# [Page]
┌──
Possum is a domain-specific language designed for parsing text, inspired by classic Unix utilities like AWK and sed. You can use Possum for tasks ranging from single-line scripts for data extraction to quickly prototyping a new programming language syntax. The language aims to make parsing friendly and fun, and uses a minimal feature set to write declarative programs that are both compact and readable.

This guide teaches the core features of Possum using interactive examples, and should give you enough context to handle a wide range of parsing situations. If you're checking out Possum for the first time and want to learn more about the language at a higher level, I'm planning on writing separate articles covering the design philosophy behind Possum and examples of larger Possum programs.

⚠️ Work In Progress ⚠️

Possum is still in development. Most of the core functionality is in place, but there are a number of rough edges. The one you'll likely notice is that error messages are mostly placeholders, and will be pretty unhelpful. Rest assured we've got a team of marsupials working around the clock to correct this issue.
└──
# [Directives]
1 > Can you give the Possum passage again from "Possum is still" through "correct this issue.", changing "placeholders" to "stubs"?
2 > How would the Possum introduction continue? Write what comes next after its last sentence.

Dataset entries
┌──
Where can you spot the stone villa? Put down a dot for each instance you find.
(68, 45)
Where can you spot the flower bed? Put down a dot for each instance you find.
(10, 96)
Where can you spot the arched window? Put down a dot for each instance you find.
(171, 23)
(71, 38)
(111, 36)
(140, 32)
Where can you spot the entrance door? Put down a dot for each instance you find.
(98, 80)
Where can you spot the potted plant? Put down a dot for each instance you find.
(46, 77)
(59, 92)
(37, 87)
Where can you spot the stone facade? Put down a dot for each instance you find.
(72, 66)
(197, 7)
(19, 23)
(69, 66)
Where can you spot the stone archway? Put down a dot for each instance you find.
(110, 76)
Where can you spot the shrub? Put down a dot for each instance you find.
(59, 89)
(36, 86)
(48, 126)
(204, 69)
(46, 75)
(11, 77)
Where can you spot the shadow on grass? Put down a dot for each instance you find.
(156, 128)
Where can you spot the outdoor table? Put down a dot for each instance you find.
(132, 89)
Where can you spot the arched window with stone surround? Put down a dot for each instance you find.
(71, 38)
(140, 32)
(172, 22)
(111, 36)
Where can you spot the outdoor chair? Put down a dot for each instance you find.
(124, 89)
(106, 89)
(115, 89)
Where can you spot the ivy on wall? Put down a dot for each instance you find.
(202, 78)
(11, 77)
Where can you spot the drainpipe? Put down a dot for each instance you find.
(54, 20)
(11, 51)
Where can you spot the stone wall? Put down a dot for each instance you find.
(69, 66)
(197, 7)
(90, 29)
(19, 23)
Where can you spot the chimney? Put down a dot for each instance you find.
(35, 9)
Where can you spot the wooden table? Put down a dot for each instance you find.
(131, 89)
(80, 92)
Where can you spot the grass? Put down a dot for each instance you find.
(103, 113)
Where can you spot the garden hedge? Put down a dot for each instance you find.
└──
# [Results by task]
1 >
Possum is still in development. Most of the core functionality is in place, but there are a number of rough edges. The one you'll likely notice is that error messages are mostly stubs, and will be pretty unhelpful. Rest assured we've got a team of marsupials working around the clock to correct this issue.

2 >
The Basics

A Possum program consists of parsers, functions that both validate text inputs and transform them into structured data. The Possum runtime takes a program and an input string and either successfully parses the input into a JSON encoded value, or fails if the input was malformed.

This section covers parsers that match specific strings or numbers in the input text and return the matched value unchanged. Later on we'll introduce ways to compose these basic parsers together to make compound parsers that can validate more complex inputs and produce any JSON value as output.

Literal Parsers

String literals are parsers which match the exact text of the string and return the string value on success.

Here's our first interactive example! Typically Possum is run from the command line, but in the browser the Input field is the text we're going to parse, while the Parser field is the Possum program. Try running the program once to see it succeed, and then change either the input or parser to experiment with the string matching behavior.

String literals can use double or single quotes. JSON strings are encoded with double quotes, so the output will always use double quotes.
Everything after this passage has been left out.